What to produce:
Copy out, word for word, the stretch of the records from the line containing "Locate the snow in" through the end of the records. Leave the pictures out of your answer.

Excerpted records:

....

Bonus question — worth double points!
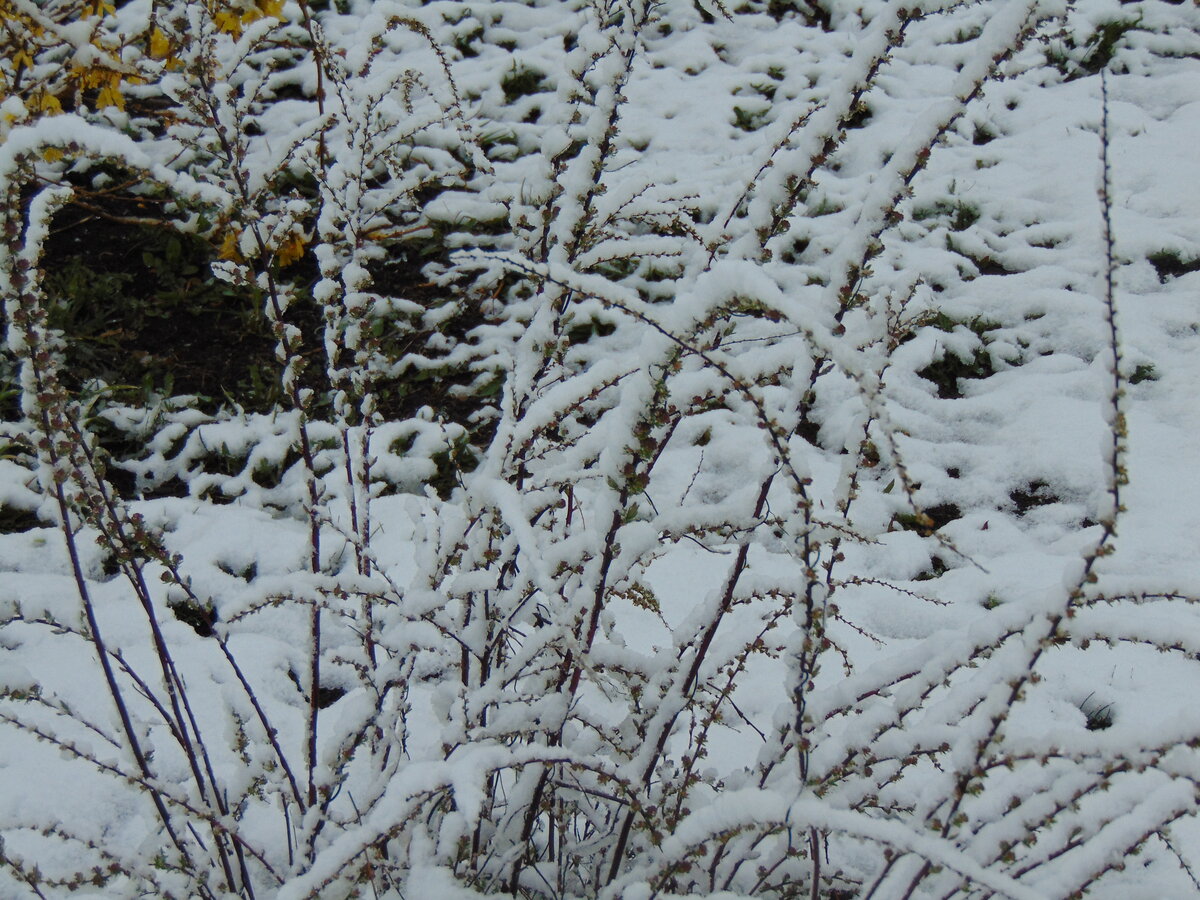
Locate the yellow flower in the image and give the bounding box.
[29,90,62,115]
[149,28,170,59]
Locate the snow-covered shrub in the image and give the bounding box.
[0,0,1200,900]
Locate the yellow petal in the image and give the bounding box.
[212,10,241,37]
[29,91,62,115]
[96,82,125,109]
[150,28,170,59]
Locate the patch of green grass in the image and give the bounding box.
[500,62,550,103]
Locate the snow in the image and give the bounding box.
[0,0,1200,900]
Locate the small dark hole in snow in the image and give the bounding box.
[1008,479,1061,516]
[317,688,346,709]
[167,600,217,637]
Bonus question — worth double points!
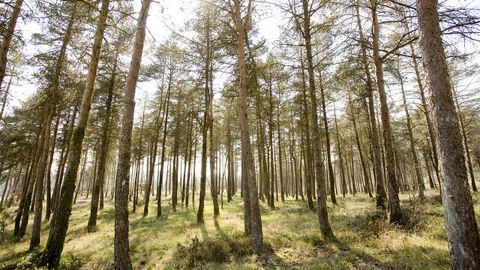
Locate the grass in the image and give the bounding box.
[0,191,480,269]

....

Correct answer:
Locate the snow in the image and give the bounding box.
[0,0,1200,900]
Locate the small dark hole in snow in the image and give the bounding box.
[1008,479,1061,516]
[317,688,346,709]
[167,600,217,637]
Bonus question — worth double points!
Locate the grass in the image and give the bounding box.
[0,191,480,269]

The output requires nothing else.